TASK BRIEF: Word for word, print the entries that follow.

SUPPLIED DATA:
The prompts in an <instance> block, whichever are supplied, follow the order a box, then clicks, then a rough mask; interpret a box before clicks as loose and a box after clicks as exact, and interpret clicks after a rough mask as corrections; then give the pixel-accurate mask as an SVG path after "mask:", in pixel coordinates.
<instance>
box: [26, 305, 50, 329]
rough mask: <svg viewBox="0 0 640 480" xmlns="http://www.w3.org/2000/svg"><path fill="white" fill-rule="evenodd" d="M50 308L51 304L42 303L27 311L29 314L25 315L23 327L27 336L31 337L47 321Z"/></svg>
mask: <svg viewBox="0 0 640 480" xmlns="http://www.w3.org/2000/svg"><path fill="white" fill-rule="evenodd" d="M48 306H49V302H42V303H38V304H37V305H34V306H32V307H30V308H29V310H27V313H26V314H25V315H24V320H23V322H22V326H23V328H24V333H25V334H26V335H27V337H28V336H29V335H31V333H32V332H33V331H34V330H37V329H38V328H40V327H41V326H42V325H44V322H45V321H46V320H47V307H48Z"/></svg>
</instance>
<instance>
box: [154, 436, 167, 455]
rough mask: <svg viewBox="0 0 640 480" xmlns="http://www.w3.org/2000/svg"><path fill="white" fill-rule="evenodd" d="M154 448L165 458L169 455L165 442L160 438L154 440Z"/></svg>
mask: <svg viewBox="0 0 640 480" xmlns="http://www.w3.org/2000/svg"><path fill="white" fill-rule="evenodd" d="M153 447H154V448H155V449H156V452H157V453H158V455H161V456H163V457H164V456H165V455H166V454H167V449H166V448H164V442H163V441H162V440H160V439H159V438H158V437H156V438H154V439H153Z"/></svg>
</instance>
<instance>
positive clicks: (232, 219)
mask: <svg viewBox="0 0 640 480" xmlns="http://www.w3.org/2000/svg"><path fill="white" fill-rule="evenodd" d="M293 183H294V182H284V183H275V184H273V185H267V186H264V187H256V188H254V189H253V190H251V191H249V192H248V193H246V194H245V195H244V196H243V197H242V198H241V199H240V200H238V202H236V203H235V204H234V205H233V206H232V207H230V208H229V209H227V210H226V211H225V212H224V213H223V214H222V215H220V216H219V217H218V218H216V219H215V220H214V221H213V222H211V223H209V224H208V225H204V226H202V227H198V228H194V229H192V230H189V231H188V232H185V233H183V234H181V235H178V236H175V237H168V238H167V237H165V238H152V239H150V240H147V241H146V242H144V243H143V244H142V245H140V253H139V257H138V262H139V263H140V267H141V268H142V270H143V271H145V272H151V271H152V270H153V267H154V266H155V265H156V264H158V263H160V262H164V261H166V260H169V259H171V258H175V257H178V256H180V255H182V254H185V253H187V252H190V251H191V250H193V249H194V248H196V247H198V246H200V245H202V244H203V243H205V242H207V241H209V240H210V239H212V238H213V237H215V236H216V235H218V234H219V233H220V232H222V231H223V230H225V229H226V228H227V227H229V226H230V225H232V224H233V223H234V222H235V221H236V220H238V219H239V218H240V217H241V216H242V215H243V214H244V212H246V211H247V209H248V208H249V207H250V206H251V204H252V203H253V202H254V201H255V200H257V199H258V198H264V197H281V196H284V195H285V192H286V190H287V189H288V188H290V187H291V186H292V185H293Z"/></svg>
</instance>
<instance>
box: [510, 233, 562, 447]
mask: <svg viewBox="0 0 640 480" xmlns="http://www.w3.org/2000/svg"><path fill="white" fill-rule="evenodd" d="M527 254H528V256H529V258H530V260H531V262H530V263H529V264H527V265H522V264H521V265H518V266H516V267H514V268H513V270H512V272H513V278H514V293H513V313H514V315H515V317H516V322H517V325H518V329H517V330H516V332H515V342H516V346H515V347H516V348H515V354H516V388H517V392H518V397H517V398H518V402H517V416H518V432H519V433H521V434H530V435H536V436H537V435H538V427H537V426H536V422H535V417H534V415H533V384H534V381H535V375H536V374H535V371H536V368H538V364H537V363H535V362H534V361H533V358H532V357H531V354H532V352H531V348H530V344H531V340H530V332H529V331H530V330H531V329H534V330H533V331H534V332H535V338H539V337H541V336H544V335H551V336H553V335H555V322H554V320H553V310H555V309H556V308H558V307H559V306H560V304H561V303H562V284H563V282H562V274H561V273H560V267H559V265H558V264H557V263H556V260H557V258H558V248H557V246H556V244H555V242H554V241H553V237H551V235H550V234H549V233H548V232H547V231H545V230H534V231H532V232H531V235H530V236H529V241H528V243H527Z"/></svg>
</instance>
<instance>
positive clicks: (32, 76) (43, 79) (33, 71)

ANSWER TO THE PROBLEM:
The prompts in an <instance> block, whichever are supplied, follow the order a box, then clicks, then a rough mask; interpret a box before clicks as loose and a box after clicks as exact, and interpret clicks after a rough mask as corrections; then give the pixel-accurate mask as an SVG path after "mask:", in pixel coordinates.
<instance>
box: [26, 305, 50, 329]
rough mask: <svg viewBox="0 0 640 480" xmlns="http://www.w3.org/2000/svg"><path fill="white" fill-rule="evenodd" d="M50 308L51 304L42 303L27 311L29 314L25 315L23 327L27 336L31 337L47 321Z"/></svg>
mask: <svg viewBox="0 0 640 480" xmlns="http://www.w3.org/2000/svg"><path fill="white" fill-rule="evenodd" d="M48 306H49V302H42V303H38V304H37V305H34V306H32V307H30V308H29V310H27V313H26V314H25V315H24V320H23V322H22V326H23V328H24V333H25V334H26V335H27V337H28V336H29V335H31V333H32V332H33V331H34V330H37V329H38V328H40V327H41V326H42V325H44V322H45V321H46V320H47V307H48Z"/></svg>
</instance>
<instance>
box: [154, 436, 167, 455]
rough mask: <svg viewBox="0 0 640 480" xmlns="http://www.w3.org/2000/svg"><path fill="white" fill-rule="evenodd" d="M154 448L165 458L169 455L165 442L160 438L154 440Z"/></svg>
mask: <svg viewBox="0 0 640 480" xmlns="http://www.w3.org/2000/svg"><path fill="white" fill-rule="evenodd" d="M153 447H154V448H155V449H156V452H157V453H158V455H161V456H163V457H164V456H165V455H166V454H167V449H166V448H164V442H163V441H162V440H160V439H159V438H158V437H156V438H154V439H153Z"/></svg>
</instance>
<instance>
positive clicks: (232, 219)
mask: <svg viewBox="0 0 640 480" xmlns="http://www.w3.org/2000/svg"><path fill="white" fill-rule="evenodd" d="M293 183H294V182H284V183H275V184H273V185H267V186H264V187H256V188H254V189H253V190H251V191H249V192H248V193H246V194H245V195H244V196H243V197H242V198H241V199H240V200H238V202H236V203H235V204H234V205H233V206H232V207H230V208H229V209H227V210H226V211H225V212H224V213H223V214H222V215H220V216H219V217H218V218H216V219H215V220H214V221H213V222H211V223H209V224H208V225H204V226H202V227H198V228H194V229H192V230H189V231H188V232H185V233H183V234H181V235H178V236H175V237H168V238H167V237H165V238H152V239H150V240H147V241H146V242H144V243H143V244H142V245H140V253H139V257H138V262H139V263H140V267H141V268H142V270H143V271H145V272H151V271H152V270H153V267H154V266H155V265H156V264H158V263H160V262H164V261H166V260H169V259H171V258H175V257H178V256H180V255H182V254H185V253H187V252H190V251H191V250H193V249H194V248H196V247H198V246H200V245H202V244H203V243H205V242H207V241H209V240H210V239H212V238H213V237H215V236H216V235H218V234H219V233H220V232H222V231H223V230H225V229H226V228H227V227H229V226H230V225H232V224H233V223H234V222H235V221H236V220H238V219H239V218H240V217H241V216H242V215H243V214H244V212H246V211H247V209H248V208H249V207H250V206H251V204H252V203H253V202H254V201H255V200H257V199H258V198H264V197H281V196H284V195H285V192H286V190H287V189H288V188H290V187H291V186H292V185H293Z"/></svg>
</instance>
<instance>
box: [510, 233, 562, 447]
mask: <svg viewBox="0 0 640 480" xmlns="http://www.w3.org/2000/svg"><path fill="white" fill-rule="evenodd" d="M527 254H528V256H529V258H530V260H531V262H530V263H529V264H527V265H522V264H521V265H518V266H516V267H514V268H513V270H512V272H513V278H514V293H513V313H514V315H515V317H516V322H517V325H518V329H517V330H516V332H515V342H516V346H515V347H516V348H515V354H516V388H517V392H518V397H517V398H518V402H517V416H518V432H519V433H521V434H530V435H536V436H537V435H538V427H537V426H536V422H535V417H534V415H533V384H534V381H535V375H536V374H535V371H536V368H538V364H537V363H535V362H534V361H533V358H532V357H531V354H532V352H531V348H530V344H531V340H530V332H529V331H530V330H531V329H534V330H533V331H534V332H535V338H539V337H541V336H544V335H551V336H553V335H555V322H554V320H553V310H555V309H556V308H558V307H559V306H560V304H561V303H562V284H563V282H562V274H561V273H560V267H559V265H558V264H557V263H556V260H557V258H558V248H557V246H556V244H555V242H554V241H553V237H551V235H550V234H549V233H548V232H547V231H545V230H534V231H532V232H531V235H530V236H529V241H528V243H527Z"/></svg>
</instance>
<instance>
positive clicks: (32, 76) (43, 79) (33, 71)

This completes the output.